━━━━━ TEXT BLOCK

The factual background
- On 20 April 2010, the respondent issued a Property Map of Assessable Vegetation (PMAV) to the applicant pursuant to s 20B(1)(g)(i) of the VM Act.
- The PMAV contained category A areas[1]. Their inclusion is permitted if the respondent reasonably believed that a vegetation clearing offence was being, or had been, committed in relation to the areas.[2] The subject vegetation clearing offence was alleged to be the carrying out of an assessable development without a permit in contravention of s 4.3.1(1) of the Integrated Planning Act 1997.
- On 20 May 2010, the applicant applied, pursuant to Part IV Division 1 of the VM Act for an internal review of the decision to issue the PMAV with respect to the category A areas it contained. The respondent made a review decision on 30 June 2010 pursuant to s 63A(1)(b) of the VM Act and issued a review notice to the applicant, including an amended PMAV which reduced the number and/or size of the category A areas (“the internal review decision”).
- On 28 July 2010, pursuant s 17 and s 18 of the QCAT Act and s 63B of the VM Act, the applicant filed an application with QCAT for review of the internal review decision. A compulsory conference was held between the parties to the QCAT proceeding on 9 March 2011. On or after the conclusion of the conference, the Tribunal member directed by consent that the respondent provide “… a map of any additional potential [category A] areas together with submissions” in relation thereto and that the applicant provide submissions in reply to the respondent’s submissions. The respondent’s submissions sought “… the amendment of the PMAV based on new evidence which has been gained during the QCAT process …”. The submissions included the following:
“7.As a result of the new evidence, DERM[3] has a reasonable belief that a vegetation clearing offence has been committed in a number of areas not reflected on the current PMAV (‘the additional areas’). Accordingly, DERM believes the additional areas should be mapped as category A on the PMAV.
- DERM has produced a report (Attachment 1) documenting the reasons for forming the reasonable belief in relation to the additional areas.
- The additional areas are outlined in blue on working diagrams (Attachment 2).
- The current category A areas as depicted on the PMAV dated 24 March 2011 are outlined in red on the working diagrams (Attachment 2).
- DERM is of the view that this submission is necessary to produce the correct and preferable decision which is the purpose of a review pursuant to section 20(1) of the QCAT Act.

━━━━━━━━━━

» **EXERCISES**:
1 > According to the factual background, on what date was the compulsory conference between the parties held?
2 > Summarize the factual background in two sentences.
3 > Write the next part of the factual background, picking up after its final sentence.

━━━━━ GIVEN ENTRIES

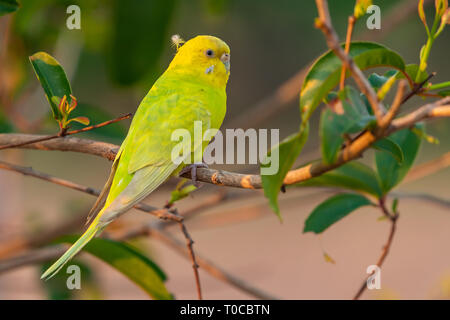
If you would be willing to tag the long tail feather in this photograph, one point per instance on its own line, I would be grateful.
(93, 229)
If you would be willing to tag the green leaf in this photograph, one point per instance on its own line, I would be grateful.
(130, 262)
(333, 126)
(324, 75)
(139, 35)
(113, 132)
(411, 70)
(53, 80)
(421, 132)
(389, 146)
(389, 170)
(288, 151)
(8, 6)
(376, 80)
(352, 175)
(332, 210)
(83, 120)
(57, 289)
(361, 8)
(395, 205)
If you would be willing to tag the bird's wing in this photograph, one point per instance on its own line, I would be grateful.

━━━━━━━━━━

» **EXPECTED OUTPUTS**:
1 > 9 March 2011.

2 > On 20 April 2010 the respondent issued the applicant a PMAV containing category A areas, and an internal review decision on 30 June 2010 amended it to reduce the number and/or size of those areas. The applicant then applied to QCAT for review, and after a compulsory conference the respondent submitted that new evidence gave it a reasonable belief that a vegetation clearing offence had been committed in additional areas that should be mapped as category A.

3 >
…
- DERM requests that the Tribunal consider DERM’s submission in relation to the additional areas. If the Tribunal considers that these areas should be included on the PMAV, DERM would ask the Tribunal to make an order for the amendment of the PMAV or an order directing DERM to amend the PMAV to include the additional areas as category A.”
- The applicant submitted that QCAT had no jurisdiction to accede to the request contained in the respondent’s submissions.
- On 24 June 2011, the Tribunal gave the direction quoted above.
- The applicant applied for leave to appeal to the Appeals Tribunal. After a hearing on the papers, leave to appeal was refused on 15 February 2012.
The draft Notice of Appeal
- The applicant’s draft Notice of Appeal contains four proposed grounds of appeal which allege that the learned member erred in law:
1.in failing to find that the direction made by QCAT on 24 June 2011 pursuant to s 62(1) of the QCAT Act, in effect impermissibly altered the “review decision” into an “original decision” for the purposes of s 63A of the VM Act;
2.in failing to find that QCAT did not have jurisdiction to make the direction that altered the nature of the decision that was being reviewed from a “review decision” into an “original decision” for the purposes of s 63A of the VM Act;
3.in failing to have regard to s 62 of the VM Act which mandated that every review of an original decision must be, in the first instance, by way of an application for an internal review of the decision; and
4.in finding that QCAT had the jurisdiction either under the QCAT Act or the VM Act to make the direction.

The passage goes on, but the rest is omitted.